First, it was 96% identical. But that was in 2013. Presume it's being passed bat to bat every few days for 6 years, then at some point made the jump to another species, most likely in a wet market. It's really not unreasonable to imagine a 4% drift in that time.

Second, we don't identify every virus or every strain of every virus. Just because we found one that was 96% similar doesn't mean that all the other bats carry an identical virus. It's quite likely we found a distant cousin of the umpteenth-grand-parent of covid-19, and sequenced it.



Can you explain how that evolutionary path led to the virus becoming better adapted to humans than it is to bats, and can you explain how all the samples we have ever found, from the very beginning of this outbreak, are uniquely adapted to humans?

https://arxiv.org/abs/2005.06199


It's not an unreasonable question. But my own guess? Selection bias applies.

Viruses grow by the millions, billions, and mutations occur frequently. This virus's ancestor might have hopped around civets for months. Then, a few random mutations on one got lucky and made it really good at infecting humans. That's when it made the leap. We don't see the billions of attempts and mutations that sucked at infecting humans. We see the one that did.

(Collected data entries)
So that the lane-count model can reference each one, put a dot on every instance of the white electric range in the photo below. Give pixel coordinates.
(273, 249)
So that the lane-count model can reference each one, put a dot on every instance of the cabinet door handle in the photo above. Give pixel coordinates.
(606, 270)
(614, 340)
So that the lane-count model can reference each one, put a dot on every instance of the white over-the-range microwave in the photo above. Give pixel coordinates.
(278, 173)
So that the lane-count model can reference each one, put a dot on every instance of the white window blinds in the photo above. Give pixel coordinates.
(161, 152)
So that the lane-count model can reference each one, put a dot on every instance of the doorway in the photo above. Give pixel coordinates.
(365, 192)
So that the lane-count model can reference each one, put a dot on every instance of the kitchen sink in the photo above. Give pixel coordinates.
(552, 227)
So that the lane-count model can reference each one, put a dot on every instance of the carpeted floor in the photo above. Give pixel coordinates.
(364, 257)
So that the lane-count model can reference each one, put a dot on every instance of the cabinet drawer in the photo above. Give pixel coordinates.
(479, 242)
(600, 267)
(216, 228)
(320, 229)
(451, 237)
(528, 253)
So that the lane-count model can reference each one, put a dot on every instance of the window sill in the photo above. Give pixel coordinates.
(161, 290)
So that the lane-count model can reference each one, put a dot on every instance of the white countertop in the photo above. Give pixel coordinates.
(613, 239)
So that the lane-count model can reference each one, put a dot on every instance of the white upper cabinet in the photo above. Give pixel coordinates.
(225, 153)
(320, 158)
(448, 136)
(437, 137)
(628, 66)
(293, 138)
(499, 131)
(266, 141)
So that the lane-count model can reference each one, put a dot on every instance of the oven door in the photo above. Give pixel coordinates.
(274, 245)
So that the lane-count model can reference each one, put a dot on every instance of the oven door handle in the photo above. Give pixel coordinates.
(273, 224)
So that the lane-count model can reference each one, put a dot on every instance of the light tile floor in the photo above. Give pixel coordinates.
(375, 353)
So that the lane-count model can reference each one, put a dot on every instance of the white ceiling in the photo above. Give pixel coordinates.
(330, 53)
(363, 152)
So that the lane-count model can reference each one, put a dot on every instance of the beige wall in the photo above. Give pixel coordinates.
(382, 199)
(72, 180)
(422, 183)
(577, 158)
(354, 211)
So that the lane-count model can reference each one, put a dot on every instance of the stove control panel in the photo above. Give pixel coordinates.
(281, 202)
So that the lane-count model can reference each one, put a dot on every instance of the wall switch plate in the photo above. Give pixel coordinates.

> _Assignment_
Recast the paragraph of the virus-origin discussion beginning "Viruses grow by the millions" as a short bulleted list that keeps its main facts.

> _Solution_
- Viruses multiply by the millions or billions, and mutations happen often.
- The virus's ancestor might have spread among civets for months.
- A few random mutations in one virus happened to make it very good at infecting humans, and that is when it jumped.
- The billions of mutations that were poor at infecting humans go unseen; only the successful one is observed.